(Data for this exercise)
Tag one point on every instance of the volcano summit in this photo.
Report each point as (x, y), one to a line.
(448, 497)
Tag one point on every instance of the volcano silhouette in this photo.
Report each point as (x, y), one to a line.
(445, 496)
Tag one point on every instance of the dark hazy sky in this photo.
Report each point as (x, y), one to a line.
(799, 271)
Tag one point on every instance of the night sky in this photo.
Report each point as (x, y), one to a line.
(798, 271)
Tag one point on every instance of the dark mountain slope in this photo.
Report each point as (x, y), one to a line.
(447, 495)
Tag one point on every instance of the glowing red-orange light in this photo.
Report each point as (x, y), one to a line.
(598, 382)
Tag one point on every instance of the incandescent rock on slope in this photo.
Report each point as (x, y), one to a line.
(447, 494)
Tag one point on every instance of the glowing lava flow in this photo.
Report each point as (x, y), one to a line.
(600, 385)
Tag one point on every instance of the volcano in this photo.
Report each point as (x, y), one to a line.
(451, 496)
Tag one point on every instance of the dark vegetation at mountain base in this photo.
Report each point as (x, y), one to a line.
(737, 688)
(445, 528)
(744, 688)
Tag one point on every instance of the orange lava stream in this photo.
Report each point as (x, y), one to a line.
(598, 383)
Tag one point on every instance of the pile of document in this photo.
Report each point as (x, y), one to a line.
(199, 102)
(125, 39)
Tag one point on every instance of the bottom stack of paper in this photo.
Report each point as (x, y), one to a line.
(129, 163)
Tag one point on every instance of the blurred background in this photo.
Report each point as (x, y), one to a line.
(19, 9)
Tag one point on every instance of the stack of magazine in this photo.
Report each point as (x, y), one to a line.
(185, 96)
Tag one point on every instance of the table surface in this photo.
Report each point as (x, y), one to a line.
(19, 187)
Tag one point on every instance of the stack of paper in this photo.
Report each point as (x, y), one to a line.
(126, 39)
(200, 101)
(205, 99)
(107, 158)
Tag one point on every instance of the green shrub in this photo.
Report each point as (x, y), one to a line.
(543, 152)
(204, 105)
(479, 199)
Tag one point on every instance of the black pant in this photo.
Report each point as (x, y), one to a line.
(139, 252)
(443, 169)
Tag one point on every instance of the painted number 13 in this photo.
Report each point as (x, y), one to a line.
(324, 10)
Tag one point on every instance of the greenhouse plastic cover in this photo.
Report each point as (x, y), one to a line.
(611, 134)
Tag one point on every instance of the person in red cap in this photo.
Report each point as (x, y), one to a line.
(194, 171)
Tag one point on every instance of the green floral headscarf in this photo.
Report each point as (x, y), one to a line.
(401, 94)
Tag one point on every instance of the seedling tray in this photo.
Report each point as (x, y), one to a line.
(End Data for this exercise)
All records above need to be set down again exactly as written.

### Expected answer
Tag one point on every instance of the volcano summit in this photo.
Report each point as (x, y), one to a line.
(448, 497)
Tag one point on every instance of the volcano silhouette in this photo.
Report each point as (x, y), one to a line.
(445, 496)
Tag one point on every instance of the dark hazy sky in this photo.
Report each point as (x, y), one to a line.
(799, 271)
Tag one point on every instance of the night sky in this photo.
Report each point as (x, y), one to a line.
(798, 271)
Tag one point on every instance of the dark mountain slope in this photo.
Report each point as (x, y), one to a line.
(447, 495)
Tag one point on every instance of the glowing red-orange light in this photo.
Report each point as (x, y), one to a line.
(598, 382)
Tag one point on every instance of the incandescent rock on slope in this photo.
Report each point as (x, y), one to a line.
(447, 494)
Tag one point on every instance of the glowing lava flow in this photo.
Report each point as (x, y), one to a line.
(600, 385)
Tag one point on every instance of the volcano in this photo.
Report each point as (x, y), one to a line.
(451, 496)
Tag one point on every instance of the dark vegetation at mountain base in this photo.
Report each point as (x, y), one to a line.
(737, 688)
(445, 528)
(744, 688)
Tag one point on every instance of the orange lava stream in this photo.
Report each point as (x, y), one to a line.
(598, 383)
Tag one point on every instance of the pile of document in this photo.
Report each point as (x, y), one to a line.
(199, 102)
(125, 39)
Tag one point on every instance of the bottom stack of paper in this photo.
Report each point as (x, y), one to a line.
(129, 163)
Tag one point on every instance of the blurred background in this photo.
Report each point as (x, y), one to a line.
(19, 9)
Tag one point on every instance of the stack of magazine in this photo.
Report each point as (x, y), one to a line.
(185, 96)
Tag one point on every instance of the table surface in this photo.
Report each point as (x, y), one to a line.
(19, 187)
Tag one point on every instance of the stack of paper in this photo.
Report each point as (x, y), one to a line.
(126, 39)
(200, 101)
(205, 99)
(107, 158)
Tag one point on every instance of the green shrub in this photo.
Report each point as (x, y), one to a line.
(543, 152)
(204, 105)
(479, 199)
Tag one point on every instance of the black pant in this photo.
Report each point as (x, y), one to a line.
(139, 252)
(443, 169)
Tag one point on every instance of the painted number 13 in this photo.
Report each point as (x, y), one to a line.
(324, 10)
Tag one point on every instance of the greenhouse plastic cover in this photo.
Report each point as (x, y), one to a line.
(611, 134)
Tag one point on every instance of the person in red cap in this photo.
Report each point as (x, y), one to a line.
(194, 171)
Tag one point on every instance of the green floral headscarf in this photo.
Report each point as (x, y), one to a line.
(401, 94)
Tag one point on every instance of the seedling tray in this photo.
Report each point as (x, y), one to a line.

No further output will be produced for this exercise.